### The task
Identify each line in the records below that contains the word "leaf", and copy those lines in full. Matching is case-sensitive.
++++++++++
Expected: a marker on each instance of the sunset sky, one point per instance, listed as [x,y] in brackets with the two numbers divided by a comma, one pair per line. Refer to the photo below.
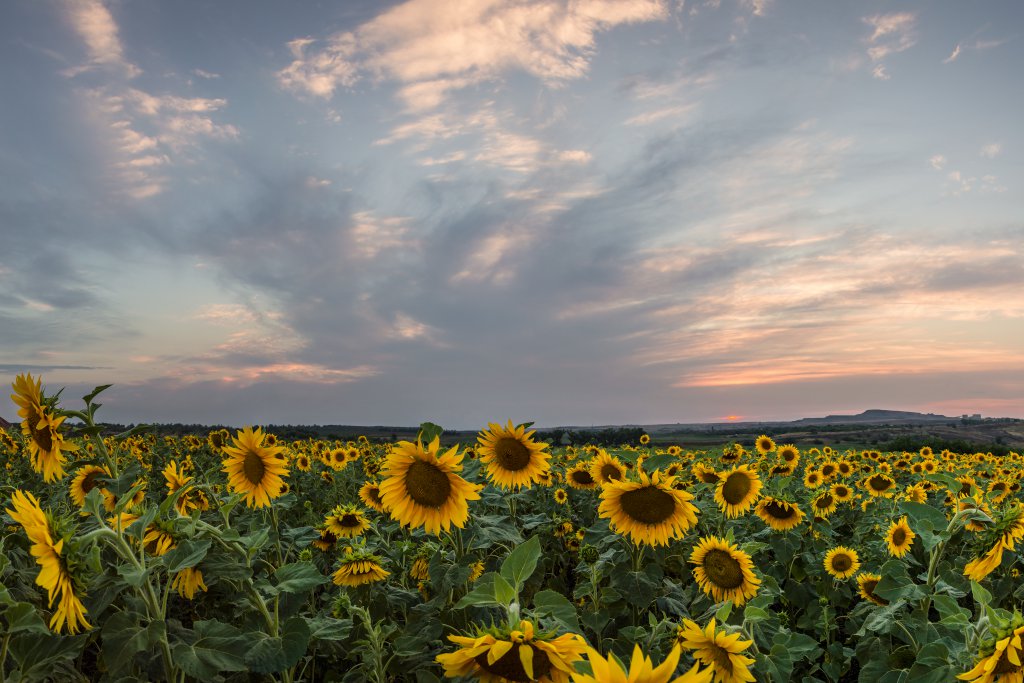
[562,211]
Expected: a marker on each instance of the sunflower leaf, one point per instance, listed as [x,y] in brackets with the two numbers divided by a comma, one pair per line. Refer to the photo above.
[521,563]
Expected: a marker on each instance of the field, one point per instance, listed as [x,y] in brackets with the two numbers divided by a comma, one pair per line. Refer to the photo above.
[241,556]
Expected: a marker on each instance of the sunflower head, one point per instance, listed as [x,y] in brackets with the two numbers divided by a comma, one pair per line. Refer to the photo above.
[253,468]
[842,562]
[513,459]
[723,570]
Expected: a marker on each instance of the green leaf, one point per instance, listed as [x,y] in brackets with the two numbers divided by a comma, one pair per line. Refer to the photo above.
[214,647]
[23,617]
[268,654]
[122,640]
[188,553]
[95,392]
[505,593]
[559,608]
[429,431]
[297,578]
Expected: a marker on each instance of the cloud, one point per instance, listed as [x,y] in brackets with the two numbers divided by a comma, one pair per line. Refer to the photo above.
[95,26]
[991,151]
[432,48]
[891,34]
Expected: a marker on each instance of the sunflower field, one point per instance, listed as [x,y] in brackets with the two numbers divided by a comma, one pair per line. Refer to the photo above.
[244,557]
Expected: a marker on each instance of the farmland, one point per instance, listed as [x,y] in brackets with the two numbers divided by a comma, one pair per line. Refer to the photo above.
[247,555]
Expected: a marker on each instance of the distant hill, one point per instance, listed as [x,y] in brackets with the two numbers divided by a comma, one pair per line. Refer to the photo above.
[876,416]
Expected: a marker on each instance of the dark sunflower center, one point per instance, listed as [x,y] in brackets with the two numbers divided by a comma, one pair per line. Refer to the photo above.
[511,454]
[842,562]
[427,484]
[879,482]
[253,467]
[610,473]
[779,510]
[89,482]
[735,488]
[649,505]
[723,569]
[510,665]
++++++++++
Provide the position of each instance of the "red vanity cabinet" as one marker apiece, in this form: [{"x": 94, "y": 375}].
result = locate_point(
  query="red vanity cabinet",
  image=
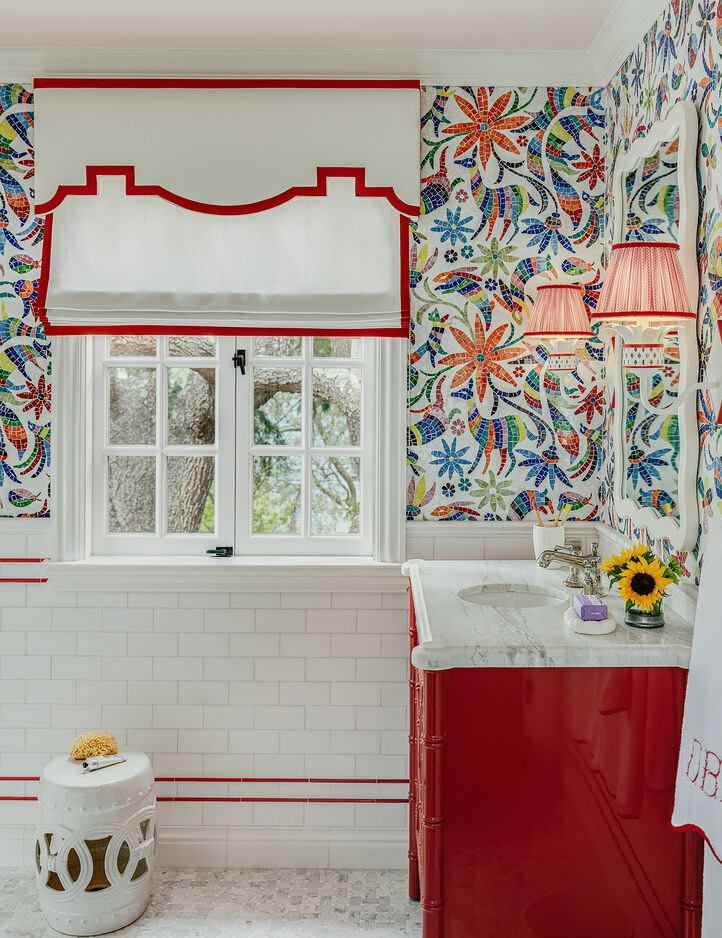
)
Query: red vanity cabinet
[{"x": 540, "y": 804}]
++++++++++
### Reply to the exercise
Expected: a marker on each instance of the sunflower leaf, one point per instance, listed as [x,y] in brackets with the two numbers divided by a comma, one pair per line. Refer to the photo above.
Expected: a marker on each instance of the green leaf, one point per instance, listed as [x,y] in brackets with the two numbers divided by a comma, one pair per line. Refer to the photo above.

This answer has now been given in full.